#### Problem statement:
From the essay on Dominic Rouse's photography, list every object that the text says casts its shadow over his surreal dream landscape.

#### Provided passage:
--

Our era and surrealism seem destined for one another. One can cite numerous examples from the events of recent times which prove our age is ipso facto surreal, and in retrospect it is hardly surprising that Andre Breton's famous manifesto of 1925, 'Manifeste du Surrealisme' provoked an intoxicating frenzy of art during the 20s and 30s. Man Ray, Salvadore Dali, Rene Magritte and Max Ernst formed some of the stellar cast ensnared by what Breton called 'the convulsions of beauty'.

Today, artists, particularly photographers, continue to profitably mine the surrealist veins of chance events, dream imagery and the erotic human form. In England, for example, there is a strong current of Surrealist imagery. Look at Bill Brandt, Angus McBean, Allan Dutton, and Nigel Henderson. America has its share of surrealist photographers too; Jerry Uelsmann, C.J. Laughlin, and Joseph Mills, for example. And now we can add another English photographer, to that list, Dominic Rouse.

Many people confide their dreams over the breakfast table. Dominic Rouse grabs our arm and beckons us to look inside his head. There an irrational, (yet strangely logical) dream

fine art black and white photography

 

world unfolds. It is a surreal landscape over which the cross, the skull, the knife, and the hangman's noose cast their shadows. It is a land of the anima, Jung's term for the feminine side of the male. Rouse's anima are delicate female figures, part mannequin, part human, always beautiful.

They lose their heads to become vessels for strange botanical growths as they brandish clippers, mirrors, flowers, all apparently parodies of Freudian symbology. The vase-women undergo their metamorphoses enclosed in ecclesiastical spaces where the secular and the sacred uneasily co-exist.

But as the tone darkens, the eroticism of nudity and lingerie become more apparent as gothic arches, buttresses and stained glass become more prominent. Windows open to reveal miniature renaissance landscapes. Chimera is gently displaced by motifs of mutilation and death in the increasingly sombre tones of these beautifully executed photographs. Symbology is no longer parodic; dark spaces expand to enclose the figures and there is more temptation for the viewer to leap into a Freudian quagmire.

In 'Cloisterphobia' a beautiful woman seems more real than imagined despite being headless. Dressed for the boudoir in a pyjama top and underwear she was apparently filing her nails before finding herself inside a cathedral. In fact she is becoming a cathedral because replacing her head and feet are gothic columns. In another image, a ballerina dances in an empty theatre beneath a crucifix. In another, a female figure becomes the crucified and here the sacred and the sensual have their closest encounter. The empty theatre re-appears again but this time the female figure finally has a head - but now is missing a body.

There are male figures in Rouse's dream world too; men who lose their bodies and are swallowed up by household furniture. Not all the women are in church; one becomes a lamp in a manor house and with another nude, a champagne glass metamorphoses into a groin. Some of the images are homages to Rouse's mentors: shoes sprout toes a la Magritte and there are pictures that recall Jerry Uelsmann's meditations on the feminine aspects of nature.

One thing the photographs all have in common and that is impeccable craft. Many of the pictures had their genesis in drawings made years ago and the images are constructed more like sculptural works or films than photographs. Rouse often builds sets for his fantasies (and destroys them after the photograph is realised) and each image requires numerous sessions which later are digitally combined on a computer. The final image is then outputted as a film negative which in turn is printed onto fibre-based photographic paper. Finally, the resulting silver print is bathed in toners which gives the prints their warm colour.

That journey from inspiration to highly crafted reality gives these exquisite images a gravitas that belies the lightness of their touch. In a way as they move from a theatrical set to a computer to a chemically developed silver print these pictures traverse the history of photography itself. But more important to the photographer, and perhaps for his viewers too, is the internal journey we make through the vivid imagination of a skilled artist, Dominic Rouse.

--

Stored data
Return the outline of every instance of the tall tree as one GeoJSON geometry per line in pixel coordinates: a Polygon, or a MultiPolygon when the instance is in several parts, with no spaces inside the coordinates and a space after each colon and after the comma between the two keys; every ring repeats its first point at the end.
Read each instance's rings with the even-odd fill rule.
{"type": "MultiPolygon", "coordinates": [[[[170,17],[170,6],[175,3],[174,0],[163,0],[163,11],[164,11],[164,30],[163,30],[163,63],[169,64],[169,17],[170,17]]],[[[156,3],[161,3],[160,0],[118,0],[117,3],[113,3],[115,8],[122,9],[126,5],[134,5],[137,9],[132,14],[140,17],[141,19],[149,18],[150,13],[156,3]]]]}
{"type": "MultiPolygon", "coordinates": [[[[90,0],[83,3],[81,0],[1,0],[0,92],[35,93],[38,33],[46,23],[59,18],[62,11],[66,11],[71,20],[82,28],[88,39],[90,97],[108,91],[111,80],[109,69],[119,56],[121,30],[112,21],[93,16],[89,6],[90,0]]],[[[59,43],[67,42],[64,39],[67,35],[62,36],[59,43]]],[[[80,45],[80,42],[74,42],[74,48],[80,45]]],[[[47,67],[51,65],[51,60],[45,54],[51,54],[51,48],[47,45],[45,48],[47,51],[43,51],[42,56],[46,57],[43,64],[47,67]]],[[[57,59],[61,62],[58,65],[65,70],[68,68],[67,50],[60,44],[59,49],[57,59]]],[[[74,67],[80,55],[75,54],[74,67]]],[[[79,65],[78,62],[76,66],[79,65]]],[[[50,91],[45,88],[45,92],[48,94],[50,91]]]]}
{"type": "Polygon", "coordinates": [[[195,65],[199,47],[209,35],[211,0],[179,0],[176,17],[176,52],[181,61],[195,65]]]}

--

#### Result of the task:
The cross, the skull, the knife, and the hangman's noose.